=== WHAT TO WORK ON ===
Gather all lines in the data that hold the string "below".

=== RECORDS TO USE ===

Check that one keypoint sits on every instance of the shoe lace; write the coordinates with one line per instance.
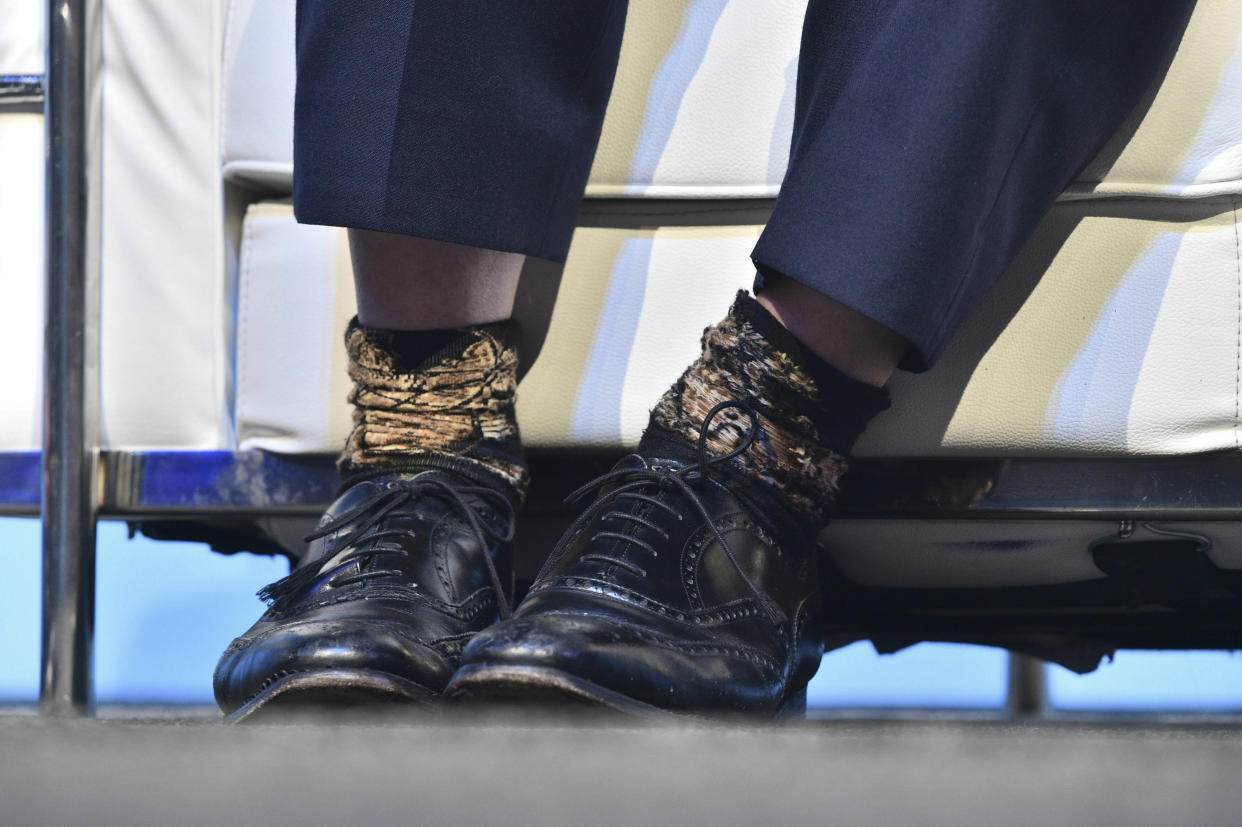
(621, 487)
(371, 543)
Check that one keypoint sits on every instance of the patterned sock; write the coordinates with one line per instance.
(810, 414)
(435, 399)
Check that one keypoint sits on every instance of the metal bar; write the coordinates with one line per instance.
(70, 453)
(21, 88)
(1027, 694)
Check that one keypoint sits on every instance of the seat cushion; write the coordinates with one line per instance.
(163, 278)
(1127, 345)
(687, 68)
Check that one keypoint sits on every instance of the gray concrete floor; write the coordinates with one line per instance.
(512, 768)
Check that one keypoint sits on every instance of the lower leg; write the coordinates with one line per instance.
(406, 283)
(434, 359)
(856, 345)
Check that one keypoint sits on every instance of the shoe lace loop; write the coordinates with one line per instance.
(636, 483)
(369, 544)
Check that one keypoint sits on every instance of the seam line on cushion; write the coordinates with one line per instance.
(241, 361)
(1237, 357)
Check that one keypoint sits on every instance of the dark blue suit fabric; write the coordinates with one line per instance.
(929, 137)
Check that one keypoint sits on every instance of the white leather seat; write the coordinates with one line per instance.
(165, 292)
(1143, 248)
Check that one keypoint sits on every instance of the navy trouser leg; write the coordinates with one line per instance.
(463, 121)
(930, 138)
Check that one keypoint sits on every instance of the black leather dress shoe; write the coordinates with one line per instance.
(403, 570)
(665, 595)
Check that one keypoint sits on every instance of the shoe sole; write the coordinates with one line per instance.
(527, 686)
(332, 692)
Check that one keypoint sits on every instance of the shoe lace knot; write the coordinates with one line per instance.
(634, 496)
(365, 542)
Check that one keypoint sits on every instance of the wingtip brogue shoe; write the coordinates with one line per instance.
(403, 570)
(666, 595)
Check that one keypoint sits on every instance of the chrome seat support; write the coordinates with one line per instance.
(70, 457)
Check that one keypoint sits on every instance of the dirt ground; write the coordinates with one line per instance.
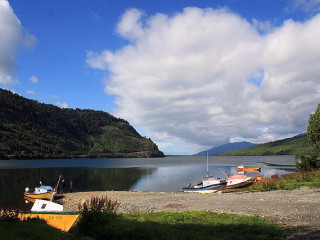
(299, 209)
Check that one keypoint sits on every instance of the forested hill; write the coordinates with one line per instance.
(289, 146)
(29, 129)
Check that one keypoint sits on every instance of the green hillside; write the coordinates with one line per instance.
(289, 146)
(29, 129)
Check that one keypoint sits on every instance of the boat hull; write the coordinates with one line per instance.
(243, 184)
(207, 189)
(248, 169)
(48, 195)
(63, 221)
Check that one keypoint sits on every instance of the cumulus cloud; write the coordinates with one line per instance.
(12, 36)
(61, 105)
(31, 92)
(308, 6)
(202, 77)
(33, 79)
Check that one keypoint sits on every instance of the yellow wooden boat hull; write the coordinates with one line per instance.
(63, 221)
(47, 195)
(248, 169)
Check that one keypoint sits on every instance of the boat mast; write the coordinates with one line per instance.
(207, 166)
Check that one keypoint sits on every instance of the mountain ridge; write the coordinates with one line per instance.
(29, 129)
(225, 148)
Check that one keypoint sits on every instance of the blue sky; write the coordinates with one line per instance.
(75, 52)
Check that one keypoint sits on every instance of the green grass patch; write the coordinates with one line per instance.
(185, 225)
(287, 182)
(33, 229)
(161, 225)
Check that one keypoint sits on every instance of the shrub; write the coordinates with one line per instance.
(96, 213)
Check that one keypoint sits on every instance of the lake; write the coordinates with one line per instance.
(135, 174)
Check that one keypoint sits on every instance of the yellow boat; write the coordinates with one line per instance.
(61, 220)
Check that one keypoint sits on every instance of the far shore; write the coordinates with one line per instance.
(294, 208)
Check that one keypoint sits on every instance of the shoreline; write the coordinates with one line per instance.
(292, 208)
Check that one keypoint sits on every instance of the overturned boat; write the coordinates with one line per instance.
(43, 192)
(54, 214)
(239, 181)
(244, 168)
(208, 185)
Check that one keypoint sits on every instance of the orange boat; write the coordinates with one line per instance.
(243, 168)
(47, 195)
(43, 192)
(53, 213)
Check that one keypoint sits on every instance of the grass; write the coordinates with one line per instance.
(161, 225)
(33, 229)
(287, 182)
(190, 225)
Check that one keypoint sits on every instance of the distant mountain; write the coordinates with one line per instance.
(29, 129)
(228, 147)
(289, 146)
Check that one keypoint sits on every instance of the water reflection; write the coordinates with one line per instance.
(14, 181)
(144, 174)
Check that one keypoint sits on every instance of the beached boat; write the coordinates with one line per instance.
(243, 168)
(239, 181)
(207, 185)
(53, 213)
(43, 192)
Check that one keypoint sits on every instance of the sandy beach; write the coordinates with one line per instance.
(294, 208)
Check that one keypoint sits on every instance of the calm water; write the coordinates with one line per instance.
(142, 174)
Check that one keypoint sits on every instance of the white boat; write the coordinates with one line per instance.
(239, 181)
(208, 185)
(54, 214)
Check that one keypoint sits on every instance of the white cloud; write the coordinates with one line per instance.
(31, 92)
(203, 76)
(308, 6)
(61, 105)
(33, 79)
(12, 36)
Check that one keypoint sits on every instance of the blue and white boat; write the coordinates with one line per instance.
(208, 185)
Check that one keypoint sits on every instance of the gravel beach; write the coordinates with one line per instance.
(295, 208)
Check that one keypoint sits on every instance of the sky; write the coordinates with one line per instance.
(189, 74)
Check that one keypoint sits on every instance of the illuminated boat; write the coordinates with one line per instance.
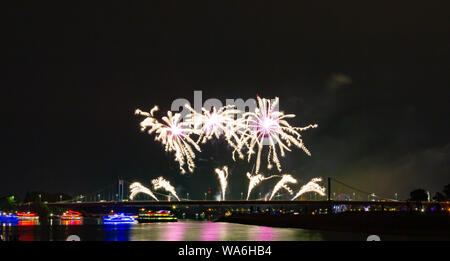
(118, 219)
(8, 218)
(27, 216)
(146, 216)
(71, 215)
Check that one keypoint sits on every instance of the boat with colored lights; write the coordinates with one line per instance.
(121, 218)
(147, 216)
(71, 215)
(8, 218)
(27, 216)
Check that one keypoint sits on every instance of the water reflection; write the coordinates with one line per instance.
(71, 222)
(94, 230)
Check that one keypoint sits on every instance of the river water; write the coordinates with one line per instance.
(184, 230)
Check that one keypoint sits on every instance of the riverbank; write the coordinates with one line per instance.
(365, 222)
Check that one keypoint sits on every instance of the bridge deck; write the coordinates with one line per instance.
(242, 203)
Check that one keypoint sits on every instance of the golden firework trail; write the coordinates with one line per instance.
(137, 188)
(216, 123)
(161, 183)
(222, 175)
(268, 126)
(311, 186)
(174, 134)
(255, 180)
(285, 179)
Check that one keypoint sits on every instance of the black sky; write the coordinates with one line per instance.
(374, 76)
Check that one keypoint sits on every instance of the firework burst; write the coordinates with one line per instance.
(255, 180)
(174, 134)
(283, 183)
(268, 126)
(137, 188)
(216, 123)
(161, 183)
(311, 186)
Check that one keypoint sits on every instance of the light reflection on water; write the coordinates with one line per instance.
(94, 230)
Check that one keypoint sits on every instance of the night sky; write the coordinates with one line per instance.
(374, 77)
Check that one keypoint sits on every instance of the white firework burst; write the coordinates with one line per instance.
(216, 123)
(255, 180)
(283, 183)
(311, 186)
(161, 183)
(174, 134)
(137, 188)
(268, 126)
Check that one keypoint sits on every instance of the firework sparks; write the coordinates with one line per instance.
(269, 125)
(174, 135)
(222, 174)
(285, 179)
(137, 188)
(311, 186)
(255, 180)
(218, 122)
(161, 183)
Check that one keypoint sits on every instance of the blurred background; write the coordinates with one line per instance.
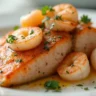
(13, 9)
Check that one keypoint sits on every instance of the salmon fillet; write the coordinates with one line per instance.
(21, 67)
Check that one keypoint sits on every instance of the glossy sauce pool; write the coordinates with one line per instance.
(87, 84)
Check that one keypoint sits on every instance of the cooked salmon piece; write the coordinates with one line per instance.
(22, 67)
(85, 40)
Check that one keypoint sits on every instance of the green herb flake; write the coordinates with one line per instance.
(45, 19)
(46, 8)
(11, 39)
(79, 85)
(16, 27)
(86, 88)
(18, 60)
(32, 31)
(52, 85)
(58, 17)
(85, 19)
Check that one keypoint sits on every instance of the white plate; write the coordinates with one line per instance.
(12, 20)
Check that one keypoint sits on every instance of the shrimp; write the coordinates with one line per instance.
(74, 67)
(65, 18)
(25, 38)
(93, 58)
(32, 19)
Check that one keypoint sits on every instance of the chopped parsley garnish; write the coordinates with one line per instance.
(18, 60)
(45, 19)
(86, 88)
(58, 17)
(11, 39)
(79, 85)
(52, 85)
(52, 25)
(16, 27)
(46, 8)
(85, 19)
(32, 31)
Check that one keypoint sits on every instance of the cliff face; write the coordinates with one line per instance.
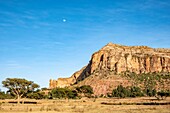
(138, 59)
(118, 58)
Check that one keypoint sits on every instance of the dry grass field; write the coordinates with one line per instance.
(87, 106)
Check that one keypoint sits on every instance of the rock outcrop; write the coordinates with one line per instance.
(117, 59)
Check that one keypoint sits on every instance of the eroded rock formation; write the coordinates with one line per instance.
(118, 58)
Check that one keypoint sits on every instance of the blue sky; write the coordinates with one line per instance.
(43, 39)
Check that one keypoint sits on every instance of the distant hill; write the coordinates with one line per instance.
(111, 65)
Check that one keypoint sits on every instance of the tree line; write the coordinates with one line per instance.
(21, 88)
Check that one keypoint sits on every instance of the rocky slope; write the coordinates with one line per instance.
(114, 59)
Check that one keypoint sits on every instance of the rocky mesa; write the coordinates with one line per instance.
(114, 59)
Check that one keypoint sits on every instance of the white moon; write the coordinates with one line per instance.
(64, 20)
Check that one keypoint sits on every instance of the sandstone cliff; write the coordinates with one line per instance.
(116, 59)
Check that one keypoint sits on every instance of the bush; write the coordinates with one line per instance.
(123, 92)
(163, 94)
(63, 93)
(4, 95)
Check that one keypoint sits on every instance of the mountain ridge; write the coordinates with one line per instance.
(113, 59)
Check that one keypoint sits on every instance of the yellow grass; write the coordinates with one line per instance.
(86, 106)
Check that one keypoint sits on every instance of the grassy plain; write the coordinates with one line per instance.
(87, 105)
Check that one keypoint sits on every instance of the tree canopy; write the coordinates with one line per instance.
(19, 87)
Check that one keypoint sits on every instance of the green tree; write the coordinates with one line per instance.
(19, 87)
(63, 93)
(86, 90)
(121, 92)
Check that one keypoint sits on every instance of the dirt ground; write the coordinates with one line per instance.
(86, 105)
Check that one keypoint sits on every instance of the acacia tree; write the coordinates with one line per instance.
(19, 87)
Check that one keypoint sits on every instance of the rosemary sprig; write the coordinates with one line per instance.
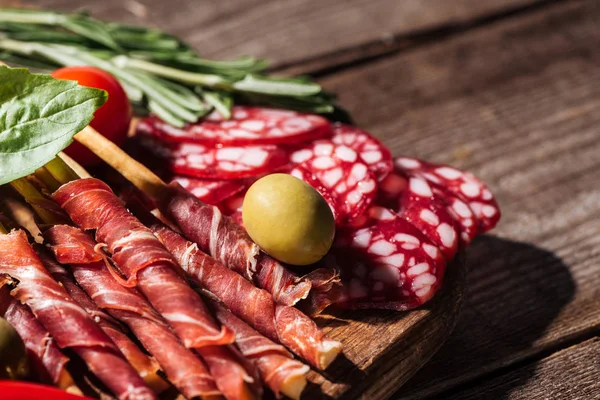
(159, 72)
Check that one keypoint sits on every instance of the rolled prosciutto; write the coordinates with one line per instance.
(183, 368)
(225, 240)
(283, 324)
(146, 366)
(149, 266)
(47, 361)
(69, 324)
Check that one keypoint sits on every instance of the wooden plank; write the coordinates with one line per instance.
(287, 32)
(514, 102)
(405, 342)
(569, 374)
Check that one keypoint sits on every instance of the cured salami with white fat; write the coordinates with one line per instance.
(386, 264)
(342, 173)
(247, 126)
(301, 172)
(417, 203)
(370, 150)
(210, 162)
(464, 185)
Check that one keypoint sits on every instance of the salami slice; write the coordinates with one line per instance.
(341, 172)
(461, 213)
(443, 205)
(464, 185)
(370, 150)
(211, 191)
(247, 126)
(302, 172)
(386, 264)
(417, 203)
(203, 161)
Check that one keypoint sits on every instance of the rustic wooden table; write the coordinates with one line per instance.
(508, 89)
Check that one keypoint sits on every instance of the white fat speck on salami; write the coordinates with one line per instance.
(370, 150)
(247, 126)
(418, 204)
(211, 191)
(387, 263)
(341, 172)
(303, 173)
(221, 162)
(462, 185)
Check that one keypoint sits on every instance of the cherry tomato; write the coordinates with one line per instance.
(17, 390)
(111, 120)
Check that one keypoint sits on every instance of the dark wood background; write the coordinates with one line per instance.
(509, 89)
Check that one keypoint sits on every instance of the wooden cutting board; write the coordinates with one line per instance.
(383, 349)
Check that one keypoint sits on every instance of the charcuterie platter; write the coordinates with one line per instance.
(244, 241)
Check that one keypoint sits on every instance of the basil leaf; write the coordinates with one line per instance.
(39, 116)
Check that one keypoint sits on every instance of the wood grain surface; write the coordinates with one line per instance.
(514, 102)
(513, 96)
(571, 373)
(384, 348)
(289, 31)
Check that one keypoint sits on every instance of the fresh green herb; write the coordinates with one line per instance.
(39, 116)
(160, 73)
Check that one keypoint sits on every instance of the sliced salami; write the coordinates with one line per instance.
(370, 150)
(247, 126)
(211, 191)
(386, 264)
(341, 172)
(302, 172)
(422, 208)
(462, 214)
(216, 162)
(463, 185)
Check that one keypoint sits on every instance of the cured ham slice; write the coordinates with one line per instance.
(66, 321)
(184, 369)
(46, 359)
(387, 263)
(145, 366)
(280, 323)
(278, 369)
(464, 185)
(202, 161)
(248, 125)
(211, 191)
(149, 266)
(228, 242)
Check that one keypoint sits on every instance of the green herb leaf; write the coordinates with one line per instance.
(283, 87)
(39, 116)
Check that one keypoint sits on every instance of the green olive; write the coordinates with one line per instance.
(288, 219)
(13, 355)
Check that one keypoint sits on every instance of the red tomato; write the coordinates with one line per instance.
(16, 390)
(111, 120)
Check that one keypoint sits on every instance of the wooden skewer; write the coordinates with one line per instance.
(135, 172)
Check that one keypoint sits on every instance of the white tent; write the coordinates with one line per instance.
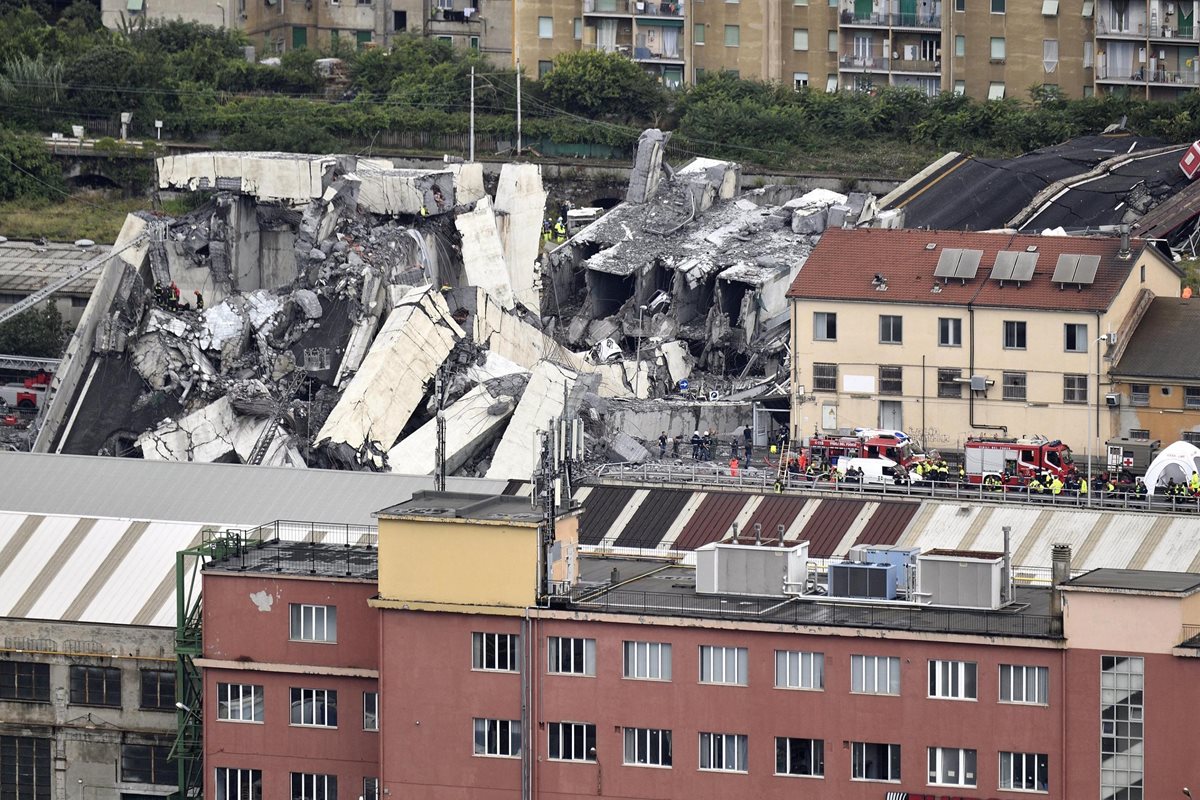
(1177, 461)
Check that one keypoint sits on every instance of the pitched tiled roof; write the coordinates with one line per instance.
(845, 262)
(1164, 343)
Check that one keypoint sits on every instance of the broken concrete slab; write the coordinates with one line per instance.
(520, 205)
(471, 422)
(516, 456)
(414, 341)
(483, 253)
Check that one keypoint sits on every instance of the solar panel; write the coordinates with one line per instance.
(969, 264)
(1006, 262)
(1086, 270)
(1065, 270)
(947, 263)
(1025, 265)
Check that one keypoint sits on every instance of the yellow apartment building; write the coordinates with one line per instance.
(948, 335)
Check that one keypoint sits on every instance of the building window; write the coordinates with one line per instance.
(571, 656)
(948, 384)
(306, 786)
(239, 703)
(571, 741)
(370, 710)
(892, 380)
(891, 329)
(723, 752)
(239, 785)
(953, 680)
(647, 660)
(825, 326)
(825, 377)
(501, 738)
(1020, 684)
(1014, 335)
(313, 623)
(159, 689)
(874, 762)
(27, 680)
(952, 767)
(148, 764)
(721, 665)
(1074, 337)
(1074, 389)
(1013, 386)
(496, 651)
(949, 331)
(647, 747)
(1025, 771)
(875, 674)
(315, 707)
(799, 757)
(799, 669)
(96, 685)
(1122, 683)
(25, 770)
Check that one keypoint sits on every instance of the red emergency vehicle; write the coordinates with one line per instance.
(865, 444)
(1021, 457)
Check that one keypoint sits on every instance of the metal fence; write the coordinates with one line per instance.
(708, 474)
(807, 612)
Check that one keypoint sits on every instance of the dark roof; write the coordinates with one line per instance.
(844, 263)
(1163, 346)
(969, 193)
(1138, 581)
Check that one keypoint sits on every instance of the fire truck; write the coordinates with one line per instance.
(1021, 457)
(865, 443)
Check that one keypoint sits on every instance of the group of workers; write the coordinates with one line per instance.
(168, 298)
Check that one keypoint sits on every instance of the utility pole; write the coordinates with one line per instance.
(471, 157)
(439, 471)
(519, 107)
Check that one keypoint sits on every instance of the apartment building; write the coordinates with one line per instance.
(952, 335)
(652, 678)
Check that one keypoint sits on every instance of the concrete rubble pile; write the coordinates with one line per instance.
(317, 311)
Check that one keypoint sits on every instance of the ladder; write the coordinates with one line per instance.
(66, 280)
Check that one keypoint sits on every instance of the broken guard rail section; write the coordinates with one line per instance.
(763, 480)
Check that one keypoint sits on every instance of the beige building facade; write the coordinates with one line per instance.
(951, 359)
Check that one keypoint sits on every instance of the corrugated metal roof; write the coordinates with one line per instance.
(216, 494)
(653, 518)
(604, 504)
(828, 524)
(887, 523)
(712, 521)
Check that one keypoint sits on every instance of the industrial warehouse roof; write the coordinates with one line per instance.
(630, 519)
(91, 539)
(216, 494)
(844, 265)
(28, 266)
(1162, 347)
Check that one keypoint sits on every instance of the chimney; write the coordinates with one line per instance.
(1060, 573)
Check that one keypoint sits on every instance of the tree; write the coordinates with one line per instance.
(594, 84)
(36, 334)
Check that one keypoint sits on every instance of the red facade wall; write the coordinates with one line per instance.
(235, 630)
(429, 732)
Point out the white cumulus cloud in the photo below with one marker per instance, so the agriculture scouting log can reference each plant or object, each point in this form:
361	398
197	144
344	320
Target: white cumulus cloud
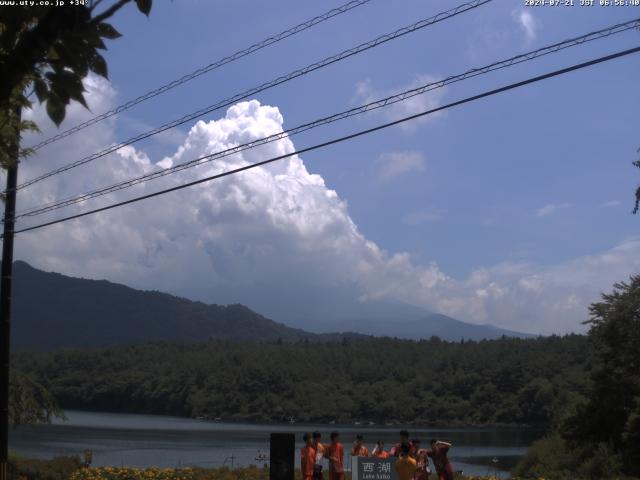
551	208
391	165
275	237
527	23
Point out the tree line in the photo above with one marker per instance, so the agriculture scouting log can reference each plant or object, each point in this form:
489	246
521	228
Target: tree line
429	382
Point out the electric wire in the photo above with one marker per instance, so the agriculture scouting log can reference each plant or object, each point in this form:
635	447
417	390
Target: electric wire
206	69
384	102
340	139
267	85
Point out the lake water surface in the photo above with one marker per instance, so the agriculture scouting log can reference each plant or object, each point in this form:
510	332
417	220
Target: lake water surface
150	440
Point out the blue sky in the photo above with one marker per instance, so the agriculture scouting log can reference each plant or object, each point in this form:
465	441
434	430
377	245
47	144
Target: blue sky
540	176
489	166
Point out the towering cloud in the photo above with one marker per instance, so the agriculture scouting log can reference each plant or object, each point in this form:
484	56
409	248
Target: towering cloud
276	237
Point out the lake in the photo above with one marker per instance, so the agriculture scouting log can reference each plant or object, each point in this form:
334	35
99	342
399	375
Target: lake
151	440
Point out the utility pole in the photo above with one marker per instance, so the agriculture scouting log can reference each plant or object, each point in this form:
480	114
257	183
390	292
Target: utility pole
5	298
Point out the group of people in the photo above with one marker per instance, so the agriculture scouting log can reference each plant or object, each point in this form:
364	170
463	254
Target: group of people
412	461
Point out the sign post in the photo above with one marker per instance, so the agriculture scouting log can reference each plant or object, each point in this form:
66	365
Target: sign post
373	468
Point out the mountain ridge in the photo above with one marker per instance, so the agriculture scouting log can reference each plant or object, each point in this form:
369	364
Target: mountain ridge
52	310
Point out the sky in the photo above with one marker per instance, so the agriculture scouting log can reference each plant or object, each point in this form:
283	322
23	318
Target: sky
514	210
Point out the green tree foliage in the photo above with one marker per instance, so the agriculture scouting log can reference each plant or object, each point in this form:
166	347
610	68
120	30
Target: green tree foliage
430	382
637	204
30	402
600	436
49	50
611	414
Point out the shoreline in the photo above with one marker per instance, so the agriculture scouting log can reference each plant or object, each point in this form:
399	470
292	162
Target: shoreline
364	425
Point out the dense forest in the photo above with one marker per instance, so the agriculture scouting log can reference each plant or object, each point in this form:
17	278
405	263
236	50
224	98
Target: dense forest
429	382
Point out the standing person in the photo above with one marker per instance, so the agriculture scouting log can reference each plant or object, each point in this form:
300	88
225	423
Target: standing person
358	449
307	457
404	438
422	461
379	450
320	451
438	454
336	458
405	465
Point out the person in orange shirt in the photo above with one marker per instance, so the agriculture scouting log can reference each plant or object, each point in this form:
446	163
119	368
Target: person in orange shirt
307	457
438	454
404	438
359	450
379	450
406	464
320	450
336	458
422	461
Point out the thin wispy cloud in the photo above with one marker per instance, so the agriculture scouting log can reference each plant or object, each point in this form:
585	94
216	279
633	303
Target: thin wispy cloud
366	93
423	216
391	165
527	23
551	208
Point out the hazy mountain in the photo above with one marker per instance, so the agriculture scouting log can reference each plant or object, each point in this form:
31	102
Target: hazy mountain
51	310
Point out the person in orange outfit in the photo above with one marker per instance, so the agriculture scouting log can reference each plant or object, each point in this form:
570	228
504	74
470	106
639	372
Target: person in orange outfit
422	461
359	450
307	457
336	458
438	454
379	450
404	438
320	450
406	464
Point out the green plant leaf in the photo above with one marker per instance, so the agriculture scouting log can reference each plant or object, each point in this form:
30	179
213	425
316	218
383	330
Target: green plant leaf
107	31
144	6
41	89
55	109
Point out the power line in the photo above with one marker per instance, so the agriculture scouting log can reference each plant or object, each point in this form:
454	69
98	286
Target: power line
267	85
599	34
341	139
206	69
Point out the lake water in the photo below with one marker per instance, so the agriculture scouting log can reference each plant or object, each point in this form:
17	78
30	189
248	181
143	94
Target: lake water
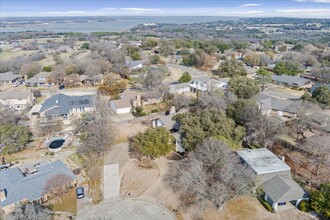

=== TASK ANSWER ===
Point out the white cumulus cloud in the photo below with one marker per instance, so the agriculture scouting log can reference each plant or object, each point in this form:
Point out the lake water in the photo below with one marker per instance, so the agriculture scouting log can reference each plant or object, each point in this form:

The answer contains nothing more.